* Jobs
1. In the court opinion, what did the appeals court decide about the newspaper's request for attorney's fees?
2. Reproduce word for word the part of the court opinion that opens with the words containing "Tenn. R. App." and closes with "Armstrong, JJ., joined.".

* Text to read
Court of Appeals of Tennessee, Jackson

July 26, 2017


          Session April 25, 2017.

         Appeal from the Chancery Court for Shelby County No. CH-16-1074-1 Walter L. Evans, Chancellor

         This appeal arises out of an action brought by a newspaper seeking access to application materials in the possession of a nonprofit professional association that was assisting the City of Memphis in recruiting candidates for its Director of Police. The trial court concluded that the records held by the association were subject to disclosure under the Tennessee Public Records Act because the association acted as the functional equivalent of the City and because the position of police director was the same as a chief public administrative officer, a position for which the Act mandates that all employment application materials be made available. The association and the City appeal. We reverse the determination that the records are subject to disclosure; we affirm the denial of an award of attorney's fees to the newspaper.

         Tenn. R. App. P. 3 Appeal as of Right; Judgment of the Chancery Court Reversed in Part and Affirmed in Part

          Jonathan P. Lakey, William B. Walk, Jr., and John J. Cook, Memphis, Tennessee, for the appellant, City of Memphis.

          Zackery B. Busey and Lori H. Patterson, Memphis, Tennessee, for the appellant, International Association of Police Chiefs.

          Lucian T. Pera and J. Bennett Fox, Jr. and, Memphis, Tennessee, for the appellee, Louis Graham and Memphis Publishing Company d/b/a The Commercial Appeal.

          Richard H. Dinkins, J., delivered the opinion of the court, in which Arnold B. Goldin and Kenny W. Armstrong, JJ., joined.

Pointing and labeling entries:

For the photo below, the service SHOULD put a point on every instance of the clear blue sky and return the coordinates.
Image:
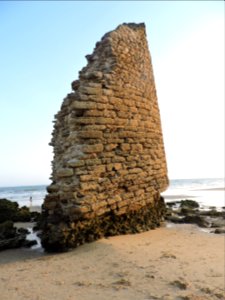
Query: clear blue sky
(43, 47)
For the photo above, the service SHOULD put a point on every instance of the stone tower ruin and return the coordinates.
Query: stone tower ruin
(109, 163)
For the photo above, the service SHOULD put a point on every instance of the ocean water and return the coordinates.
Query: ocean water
(22, 194)
(208, 192)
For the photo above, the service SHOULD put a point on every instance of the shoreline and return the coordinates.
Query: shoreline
(179, 262)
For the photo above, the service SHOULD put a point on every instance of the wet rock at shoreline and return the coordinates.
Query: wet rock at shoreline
(11, 236)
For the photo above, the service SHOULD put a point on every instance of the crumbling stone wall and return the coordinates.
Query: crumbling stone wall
(109, 163)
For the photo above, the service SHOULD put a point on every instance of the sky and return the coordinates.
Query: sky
(43, 47)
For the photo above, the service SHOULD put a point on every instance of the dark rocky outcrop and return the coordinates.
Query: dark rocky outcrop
(109, 164)
(11, 236)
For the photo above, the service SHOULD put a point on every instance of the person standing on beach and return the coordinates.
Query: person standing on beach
(30, 201)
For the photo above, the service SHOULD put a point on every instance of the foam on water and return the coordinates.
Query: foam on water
(205, 191)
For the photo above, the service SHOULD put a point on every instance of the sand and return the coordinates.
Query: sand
(180, 262)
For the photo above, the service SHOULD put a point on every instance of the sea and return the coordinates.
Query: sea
(208, 192)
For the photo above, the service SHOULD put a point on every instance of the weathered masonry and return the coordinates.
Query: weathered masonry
(109, 162)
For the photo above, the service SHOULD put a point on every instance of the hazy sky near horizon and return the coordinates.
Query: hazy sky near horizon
(43, 47)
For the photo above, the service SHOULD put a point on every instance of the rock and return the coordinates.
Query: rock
(8, 210)
(109, 164)
(9, 237)
(189, 204)
(28, 244)
(219, 222)
(175, 219)
(220, 231)
(7, 230)
(23, 215)
(196, 219)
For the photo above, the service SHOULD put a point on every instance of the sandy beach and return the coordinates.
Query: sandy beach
(179, 262)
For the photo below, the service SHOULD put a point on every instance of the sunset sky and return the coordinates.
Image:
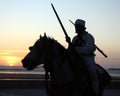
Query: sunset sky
(22, 21)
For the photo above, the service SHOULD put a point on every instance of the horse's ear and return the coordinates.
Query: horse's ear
(40, 36)
(45, 35)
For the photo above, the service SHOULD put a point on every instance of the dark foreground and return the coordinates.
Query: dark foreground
(36, 87)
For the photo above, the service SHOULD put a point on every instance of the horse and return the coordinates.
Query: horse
(68, 76)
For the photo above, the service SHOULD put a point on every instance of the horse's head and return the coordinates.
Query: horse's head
(38, 53)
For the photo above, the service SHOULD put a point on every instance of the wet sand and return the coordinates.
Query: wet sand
(34, 85)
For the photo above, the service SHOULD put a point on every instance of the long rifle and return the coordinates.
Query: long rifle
(95, 46)
(66, 35)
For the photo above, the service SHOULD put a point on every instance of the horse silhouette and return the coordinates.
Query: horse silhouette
(68, 77)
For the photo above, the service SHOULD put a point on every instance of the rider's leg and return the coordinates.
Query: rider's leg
(90, 63)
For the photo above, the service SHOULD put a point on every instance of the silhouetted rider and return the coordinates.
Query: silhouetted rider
(84, 46)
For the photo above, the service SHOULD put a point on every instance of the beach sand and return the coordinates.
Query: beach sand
(34, 85)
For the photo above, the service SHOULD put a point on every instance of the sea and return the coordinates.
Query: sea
(6, 70)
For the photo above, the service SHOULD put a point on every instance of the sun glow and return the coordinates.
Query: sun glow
(11, 60)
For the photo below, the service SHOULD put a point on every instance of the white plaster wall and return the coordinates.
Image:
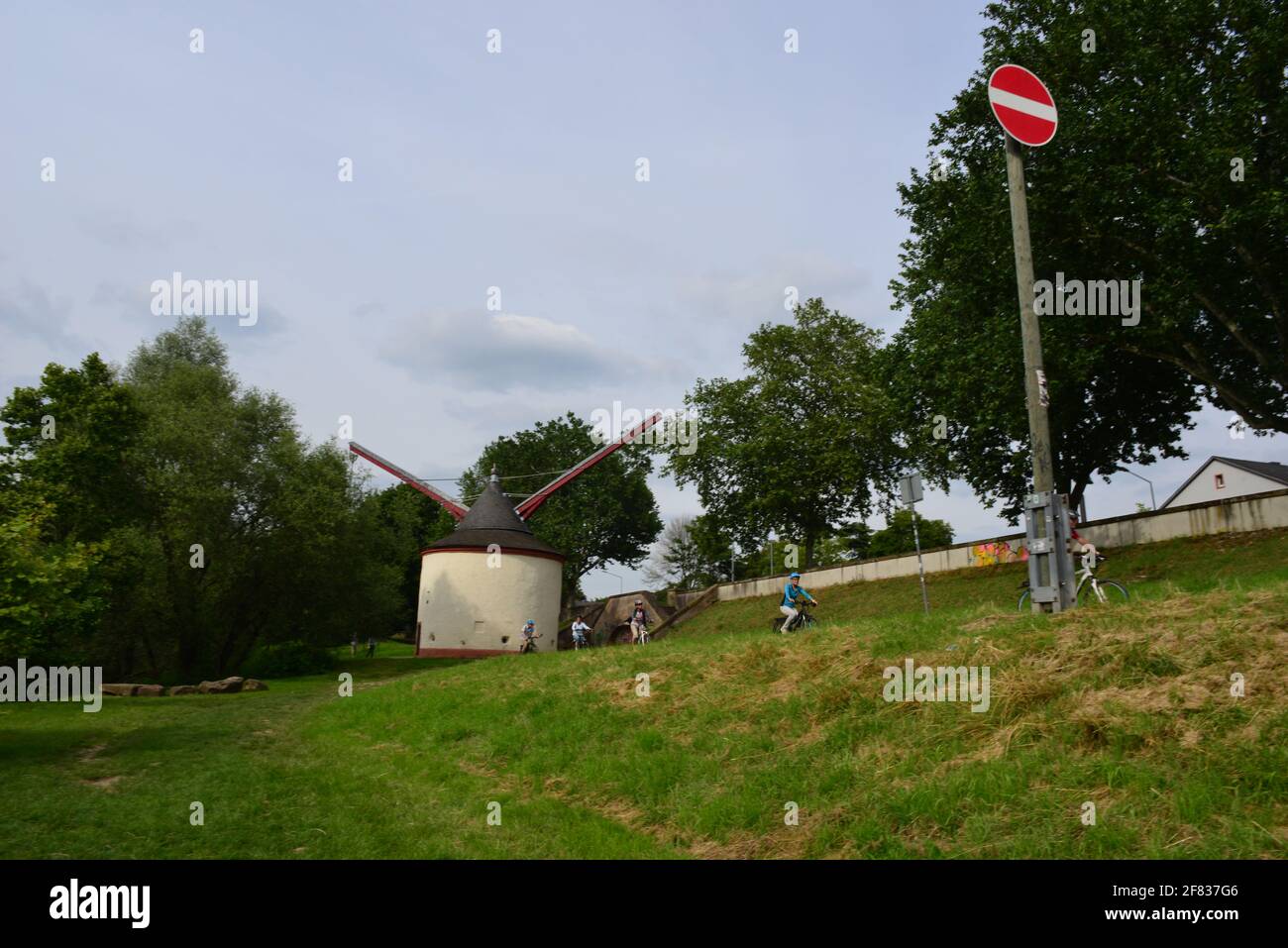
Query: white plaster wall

* Task results
1. It affirmed the denial of attorney's fees to the newspaper.

2.
Tenn. R. App. P. 3 Appeal as of Right; Judgment of the Chancery Court Reversed in Part and Affirmed in Part

          Jonathan P. Lakey, William B. Walk, Jr., and John J. Cook, Memphis, Tennessee, for the appellant, City of Memphis.

          Zackery B. Busey and Lori H. Patterson, Memphis, Tennessee, for the appellant, International Association of Police Chiefs.

          Lucian T. Pera and J. Bennett Fox, Jr. and, Memphis, Tennessee, for the appellee, Louis Graham and Memphis Publishing Company d/b/a The Commercial Appeal.

          Richard H. Dinkins, J., delivered the opinion of the court, in which Arnold B. Goldin and Kenny W. Armstrong, JJ., joined.